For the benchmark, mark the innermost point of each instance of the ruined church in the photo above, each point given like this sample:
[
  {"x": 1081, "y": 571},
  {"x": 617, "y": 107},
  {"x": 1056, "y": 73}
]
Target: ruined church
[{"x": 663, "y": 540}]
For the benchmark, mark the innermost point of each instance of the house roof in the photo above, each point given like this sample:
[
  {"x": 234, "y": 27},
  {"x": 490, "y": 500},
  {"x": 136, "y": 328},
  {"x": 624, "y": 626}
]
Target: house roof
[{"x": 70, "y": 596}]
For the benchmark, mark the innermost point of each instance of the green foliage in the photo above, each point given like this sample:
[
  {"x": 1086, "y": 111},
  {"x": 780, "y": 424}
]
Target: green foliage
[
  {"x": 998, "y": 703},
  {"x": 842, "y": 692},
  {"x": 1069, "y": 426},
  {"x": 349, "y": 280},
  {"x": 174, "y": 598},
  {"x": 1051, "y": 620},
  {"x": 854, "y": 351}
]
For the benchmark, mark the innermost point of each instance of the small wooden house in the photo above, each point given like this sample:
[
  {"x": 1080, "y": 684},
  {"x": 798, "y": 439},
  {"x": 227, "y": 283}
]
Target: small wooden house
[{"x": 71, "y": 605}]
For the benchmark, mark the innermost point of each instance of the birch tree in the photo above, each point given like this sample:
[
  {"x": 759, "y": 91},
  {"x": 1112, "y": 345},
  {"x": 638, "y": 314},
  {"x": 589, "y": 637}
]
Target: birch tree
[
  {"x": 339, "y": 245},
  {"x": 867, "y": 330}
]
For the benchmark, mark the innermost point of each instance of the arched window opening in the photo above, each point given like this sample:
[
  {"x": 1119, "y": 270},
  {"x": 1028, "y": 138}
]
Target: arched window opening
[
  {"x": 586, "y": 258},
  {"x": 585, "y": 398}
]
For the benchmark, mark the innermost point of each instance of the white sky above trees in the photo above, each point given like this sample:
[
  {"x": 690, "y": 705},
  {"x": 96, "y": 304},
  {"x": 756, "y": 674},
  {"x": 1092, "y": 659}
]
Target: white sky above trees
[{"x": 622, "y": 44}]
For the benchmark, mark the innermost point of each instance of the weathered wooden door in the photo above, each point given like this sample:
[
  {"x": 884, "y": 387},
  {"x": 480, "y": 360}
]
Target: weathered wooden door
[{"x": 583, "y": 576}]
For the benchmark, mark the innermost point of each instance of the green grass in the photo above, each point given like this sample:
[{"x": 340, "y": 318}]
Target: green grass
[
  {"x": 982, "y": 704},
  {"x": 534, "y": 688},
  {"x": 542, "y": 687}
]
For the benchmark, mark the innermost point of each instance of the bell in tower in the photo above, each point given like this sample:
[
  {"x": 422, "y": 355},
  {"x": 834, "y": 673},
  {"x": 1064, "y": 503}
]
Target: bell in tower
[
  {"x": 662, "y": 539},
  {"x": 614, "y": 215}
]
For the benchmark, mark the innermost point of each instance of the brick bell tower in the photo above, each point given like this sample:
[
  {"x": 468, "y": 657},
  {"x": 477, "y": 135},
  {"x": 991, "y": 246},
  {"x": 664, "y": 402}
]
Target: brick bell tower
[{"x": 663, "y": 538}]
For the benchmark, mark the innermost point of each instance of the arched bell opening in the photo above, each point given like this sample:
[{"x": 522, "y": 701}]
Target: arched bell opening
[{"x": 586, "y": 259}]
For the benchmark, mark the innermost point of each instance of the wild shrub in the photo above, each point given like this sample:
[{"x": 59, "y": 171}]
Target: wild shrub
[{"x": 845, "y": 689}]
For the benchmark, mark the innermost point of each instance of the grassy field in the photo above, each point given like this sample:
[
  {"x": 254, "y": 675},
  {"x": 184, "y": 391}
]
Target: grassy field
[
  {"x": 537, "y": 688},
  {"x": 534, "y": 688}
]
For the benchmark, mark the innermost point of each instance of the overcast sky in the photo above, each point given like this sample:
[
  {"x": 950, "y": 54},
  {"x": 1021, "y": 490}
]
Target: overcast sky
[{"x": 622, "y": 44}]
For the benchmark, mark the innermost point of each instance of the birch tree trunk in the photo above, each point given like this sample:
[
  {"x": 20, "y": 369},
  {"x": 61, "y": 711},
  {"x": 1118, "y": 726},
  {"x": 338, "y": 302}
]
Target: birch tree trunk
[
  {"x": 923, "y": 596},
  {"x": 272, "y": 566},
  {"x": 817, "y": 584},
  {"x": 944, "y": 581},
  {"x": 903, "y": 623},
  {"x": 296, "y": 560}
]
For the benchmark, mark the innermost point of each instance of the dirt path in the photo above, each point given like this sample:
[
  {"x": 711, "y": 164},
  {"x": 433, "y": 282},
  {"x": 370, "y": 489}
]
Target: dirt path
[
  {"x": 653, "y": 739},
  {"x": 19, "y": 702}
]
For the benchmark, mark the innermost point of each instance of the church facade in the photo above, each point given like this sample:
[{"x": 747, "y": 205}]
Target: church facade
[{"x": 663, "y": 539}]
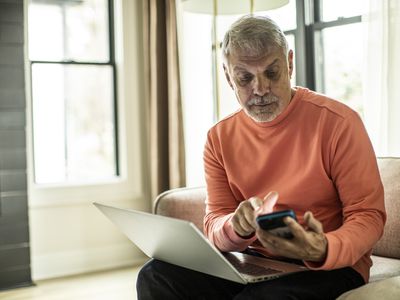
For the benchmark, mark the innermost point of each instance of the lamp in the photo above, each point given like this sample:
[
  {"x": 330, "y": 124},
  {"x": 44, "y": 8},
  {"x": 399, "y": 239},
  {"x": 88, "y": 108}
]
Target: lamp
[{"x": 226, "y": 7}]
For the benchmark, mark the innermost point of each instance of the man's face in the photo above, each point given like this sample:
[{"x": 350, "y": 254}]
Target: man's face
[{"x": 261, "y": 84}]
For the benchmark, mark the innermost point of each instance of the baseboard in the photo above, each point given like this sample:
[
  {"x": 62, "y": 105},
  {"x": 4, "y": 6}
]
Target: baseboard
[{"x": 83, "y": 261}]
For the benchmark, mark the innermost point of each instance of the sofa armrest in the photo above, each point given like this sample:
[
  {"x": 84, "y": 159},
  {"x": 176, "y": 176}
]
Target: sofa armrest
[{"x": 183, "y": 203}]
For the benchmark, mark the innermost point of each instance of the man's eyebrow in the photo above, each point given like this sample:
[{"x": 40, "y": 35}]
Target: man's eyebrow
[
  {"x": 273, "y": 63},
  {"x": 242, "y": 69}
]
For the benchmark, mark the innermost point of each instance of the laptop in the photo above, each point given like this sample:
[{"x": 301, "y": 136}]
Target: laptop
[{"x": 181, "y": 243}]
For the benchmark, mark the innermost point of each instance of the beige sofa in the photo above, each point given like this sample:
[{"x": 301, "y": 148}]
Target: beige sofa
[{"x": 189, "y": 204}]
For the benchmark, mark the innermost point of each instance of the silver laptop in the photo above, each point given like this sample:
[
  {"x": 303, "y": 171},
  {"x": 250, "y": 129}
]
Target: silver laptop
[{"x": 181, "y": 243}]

============================================================

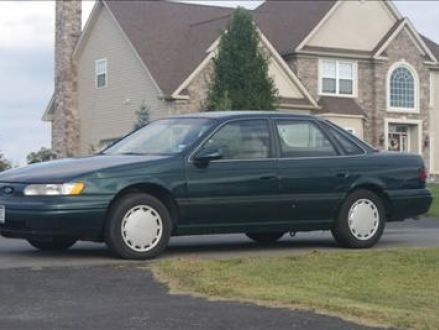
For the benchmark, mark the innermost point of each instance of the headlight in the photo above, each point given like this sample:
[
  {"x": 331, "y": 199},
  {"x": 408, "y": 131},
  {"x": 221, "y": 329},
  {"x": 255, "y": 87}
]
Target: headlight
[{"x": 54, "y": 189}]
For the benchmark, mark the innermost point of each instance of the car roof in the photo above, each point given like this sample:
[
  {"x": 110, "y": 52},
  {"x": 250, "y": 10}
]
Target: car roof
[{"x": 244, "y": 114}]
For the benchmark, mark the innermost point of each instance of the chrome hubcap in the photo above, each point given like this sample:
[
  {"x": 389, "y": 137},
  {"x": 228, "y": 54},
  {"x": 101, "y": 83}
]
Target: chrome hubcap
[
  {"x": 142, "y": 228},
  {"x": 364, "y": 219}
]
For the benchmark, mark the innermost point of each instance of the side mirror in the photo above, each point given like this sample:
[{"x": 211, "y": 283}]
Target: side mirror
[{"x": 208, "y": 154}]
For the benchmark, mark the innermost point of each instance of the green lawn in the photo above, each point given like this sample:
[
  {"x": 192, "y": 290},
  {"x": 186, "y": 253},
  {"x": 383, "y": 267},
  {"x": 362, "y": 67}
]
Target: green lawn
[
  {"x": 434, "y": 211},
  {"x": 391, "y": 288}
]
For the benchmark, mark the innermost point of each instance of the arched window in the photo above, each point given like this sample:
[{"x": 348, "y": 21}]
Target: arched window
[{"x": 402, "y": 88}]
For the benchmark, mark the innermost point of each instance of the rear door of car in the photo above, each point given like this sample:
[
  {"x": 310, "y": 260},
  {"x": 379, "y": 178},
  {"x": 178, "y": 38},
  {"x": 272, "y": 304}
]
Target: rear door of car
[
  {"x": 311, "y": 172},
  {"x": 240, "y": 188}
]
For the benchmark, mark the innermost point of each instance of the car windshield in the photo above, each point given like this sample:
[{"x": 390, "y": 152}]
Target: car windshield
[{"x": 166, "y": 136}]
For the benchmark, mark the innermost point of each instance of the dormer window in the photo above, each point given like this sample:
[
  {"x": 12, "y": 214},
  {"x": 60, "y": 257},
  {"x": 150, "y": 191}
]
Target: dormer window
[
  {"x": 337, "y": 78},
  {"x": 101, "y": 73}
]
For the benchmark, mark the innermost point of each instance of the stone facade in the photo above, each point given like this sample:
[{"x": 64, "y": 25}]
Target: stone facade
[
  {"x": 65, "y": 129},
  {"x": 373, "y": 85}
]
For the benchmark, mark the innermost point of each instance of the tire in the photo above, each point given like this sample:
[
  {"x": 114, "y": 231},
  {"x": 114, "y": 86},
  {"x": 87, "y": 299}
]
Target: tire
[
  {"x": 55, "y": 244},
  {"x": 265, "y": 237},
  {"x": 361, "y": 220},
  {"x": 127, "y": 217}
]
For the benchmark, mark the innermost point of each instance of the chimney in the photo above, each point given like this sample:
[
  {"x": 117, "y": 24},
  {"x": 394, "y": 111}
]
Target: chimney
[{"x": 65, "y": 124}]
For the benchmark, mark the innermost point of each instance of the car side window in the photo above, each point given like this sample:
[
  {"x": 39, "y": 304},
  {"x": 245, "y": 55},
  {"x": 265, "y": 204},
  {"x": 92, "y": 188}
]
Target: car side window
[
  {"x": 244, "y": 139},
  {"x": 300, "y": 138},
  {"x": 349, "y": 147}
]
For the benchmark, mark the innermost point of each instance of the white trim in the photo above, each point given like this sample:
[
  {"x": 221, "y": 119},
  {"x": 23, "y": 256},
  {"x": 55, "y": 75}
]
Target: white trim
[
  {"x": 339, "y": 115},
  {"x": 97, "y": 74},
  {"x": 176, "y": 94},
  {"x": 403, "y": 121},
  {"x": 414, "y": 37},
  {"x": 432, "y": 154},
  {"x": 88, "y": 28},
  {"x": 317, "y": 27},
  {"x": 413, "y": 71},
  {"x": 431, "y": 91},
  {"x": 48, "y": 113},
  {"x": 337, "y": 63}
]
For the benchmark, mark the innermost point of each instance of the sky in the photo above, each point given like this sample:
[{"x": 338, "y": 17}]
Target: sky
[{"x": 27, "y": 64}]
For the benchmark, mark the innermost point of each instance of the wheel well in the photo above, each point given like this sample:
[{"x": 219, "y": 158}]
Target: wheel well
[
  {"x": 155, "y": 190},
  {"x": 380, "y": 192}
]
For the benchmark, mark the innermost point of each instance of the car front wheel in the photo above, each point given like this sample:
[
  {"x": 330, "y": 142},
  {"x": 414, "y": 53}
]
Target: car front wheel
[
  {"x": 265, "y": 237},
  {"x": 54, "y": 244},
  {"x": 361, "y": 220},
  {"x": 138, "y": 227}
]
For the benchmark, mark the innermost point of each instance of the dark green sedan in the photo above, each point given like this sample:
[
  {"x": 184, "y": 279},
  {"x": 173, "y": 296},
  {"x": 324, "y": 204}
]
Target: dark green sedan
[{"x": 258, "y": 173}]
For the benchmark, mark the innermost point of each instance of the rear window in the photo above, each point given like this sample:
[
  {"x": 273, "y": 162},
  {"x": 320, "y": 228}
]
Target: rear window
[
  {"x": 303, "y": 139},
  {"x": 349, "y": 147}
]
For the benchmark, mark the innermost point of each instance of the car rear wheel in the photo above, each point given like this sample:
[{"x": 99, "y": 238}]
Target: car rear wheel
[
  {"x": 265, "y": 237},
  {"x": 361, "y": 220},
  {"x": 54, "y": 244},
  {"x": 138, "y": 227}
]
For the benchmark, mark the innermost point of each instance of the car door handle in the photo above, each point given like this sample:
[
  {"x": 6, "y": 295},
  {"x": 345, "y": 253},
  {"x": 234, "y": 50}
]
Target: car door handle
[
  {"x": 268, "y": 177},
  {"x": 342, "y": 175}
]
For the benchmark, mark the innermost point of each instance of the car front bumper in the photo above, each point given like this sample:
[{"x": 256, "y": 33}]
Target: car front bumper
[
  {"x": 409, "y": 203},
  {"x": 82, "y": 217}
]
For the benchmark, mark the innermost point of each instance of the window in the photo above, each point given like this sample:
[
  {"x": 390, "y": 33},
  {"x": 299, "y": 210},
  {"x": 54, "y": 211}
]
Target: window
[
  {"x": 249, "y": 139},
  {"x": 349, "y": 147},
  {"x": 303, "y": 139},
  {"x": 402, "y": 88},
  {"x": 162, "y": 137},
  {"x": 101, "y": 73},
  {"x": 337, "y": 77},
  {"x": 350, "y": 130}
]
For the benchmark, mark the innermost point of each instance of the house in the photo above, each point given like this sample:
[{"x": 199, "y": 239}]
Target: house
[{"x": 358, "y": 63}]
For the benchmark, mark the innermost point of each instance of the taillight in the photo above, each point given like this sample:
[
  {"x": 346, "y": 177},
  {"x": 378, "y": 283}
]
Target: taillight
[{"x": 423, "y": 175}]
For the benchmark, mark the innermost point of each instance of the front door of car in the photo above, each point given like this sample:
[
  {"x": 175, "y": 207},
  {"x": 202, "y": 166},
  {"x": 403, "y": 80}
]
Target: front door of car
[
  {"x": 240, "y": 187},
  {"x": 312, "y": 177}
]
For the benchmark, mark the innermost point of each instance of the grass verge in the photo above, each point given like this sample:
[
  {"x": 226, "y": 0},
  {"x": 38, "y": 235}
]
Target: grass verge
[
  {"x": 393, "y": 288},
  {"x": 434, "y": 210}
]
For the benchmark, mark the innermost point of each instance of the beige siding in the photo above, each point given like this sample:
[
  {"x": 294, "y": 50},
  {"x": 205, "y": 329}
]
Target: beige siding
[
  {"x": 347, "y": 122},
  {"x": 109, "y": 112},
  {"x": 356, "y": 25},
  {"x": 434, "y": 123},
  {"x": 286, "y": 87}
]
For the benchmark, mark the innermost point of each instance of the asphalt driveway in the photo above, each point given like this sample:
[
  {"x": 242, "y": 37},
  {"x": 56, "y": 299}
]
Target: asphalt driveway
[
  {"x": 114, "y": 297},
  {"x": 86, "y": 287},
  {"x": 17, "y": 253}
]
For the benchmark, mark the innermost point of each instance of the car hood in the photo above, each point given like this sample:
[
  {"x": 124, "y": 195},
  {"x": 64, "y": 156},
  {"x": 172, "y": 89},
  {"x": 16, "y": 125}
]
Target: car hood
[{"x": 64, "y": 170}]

============================================================

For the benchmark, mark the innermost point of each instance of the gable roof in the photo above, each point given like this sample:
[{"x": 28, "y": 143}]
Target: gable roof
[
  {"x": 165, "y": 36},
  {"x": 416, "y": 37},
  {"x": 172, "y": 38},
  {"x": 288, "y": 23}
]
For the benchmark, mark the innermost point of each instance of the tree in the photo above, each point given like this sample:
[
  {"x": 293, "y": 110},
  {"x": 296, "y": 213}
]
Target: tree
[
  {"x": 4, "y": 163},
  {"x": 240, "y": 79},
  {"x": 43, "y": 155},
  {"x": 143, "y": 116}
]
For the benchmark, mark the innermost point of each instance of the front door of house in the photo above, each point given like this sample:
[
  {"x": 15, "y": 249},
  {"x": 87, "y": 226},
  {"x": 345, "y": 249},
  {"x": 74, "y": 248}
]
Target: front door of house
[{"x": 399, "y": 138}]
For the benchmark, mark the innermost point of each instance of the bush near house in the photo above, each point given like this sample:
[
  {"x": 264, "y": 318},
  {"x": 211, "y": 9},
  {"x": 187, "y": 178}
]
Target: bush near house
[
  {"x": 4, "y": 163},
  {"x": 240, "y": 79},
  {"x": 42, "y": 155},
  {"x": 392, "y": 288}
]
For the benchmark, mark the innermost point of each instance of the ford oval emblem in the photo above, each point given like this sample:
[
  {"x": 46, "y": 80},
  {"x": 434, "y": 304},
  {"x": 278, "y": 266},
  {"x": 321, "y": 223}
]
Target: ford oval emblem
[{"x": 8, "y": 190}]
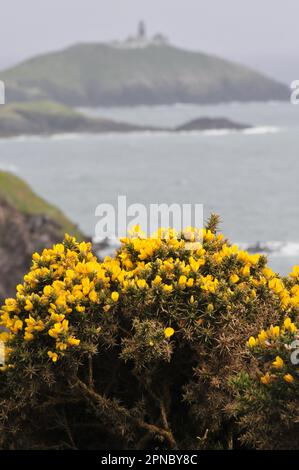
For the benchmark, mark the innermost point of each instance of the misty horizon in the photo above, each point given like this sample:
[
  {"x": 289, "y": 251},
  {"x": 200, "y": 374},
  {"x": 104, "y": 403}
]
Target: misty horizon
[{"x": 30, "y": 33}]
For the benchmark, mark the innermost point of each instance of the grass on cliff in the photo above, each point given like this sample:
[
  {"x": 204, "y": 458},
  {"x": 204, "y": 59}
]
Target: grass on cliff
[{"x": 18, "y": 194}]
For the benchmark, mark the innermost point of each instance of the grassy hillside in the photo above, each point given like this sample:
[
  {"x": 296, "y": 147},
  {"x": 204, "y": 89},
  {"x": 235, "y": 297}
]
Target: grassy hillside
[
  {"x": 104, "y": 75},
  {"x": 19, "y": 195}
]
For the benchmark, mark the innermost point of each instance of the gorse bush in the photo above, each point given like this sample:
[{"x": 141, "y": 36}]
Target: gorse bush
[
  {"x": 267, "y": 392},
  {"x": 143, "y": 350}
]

============================================================

* Problem details: Extract every line of the rows above that contains the string "stone". Matching is case-sensitive.

* Answer to this exercise:
For the benchmark, mark the innermost point of each instance of the stone facade in the photo above, each point given like this sample:
Target: stone facade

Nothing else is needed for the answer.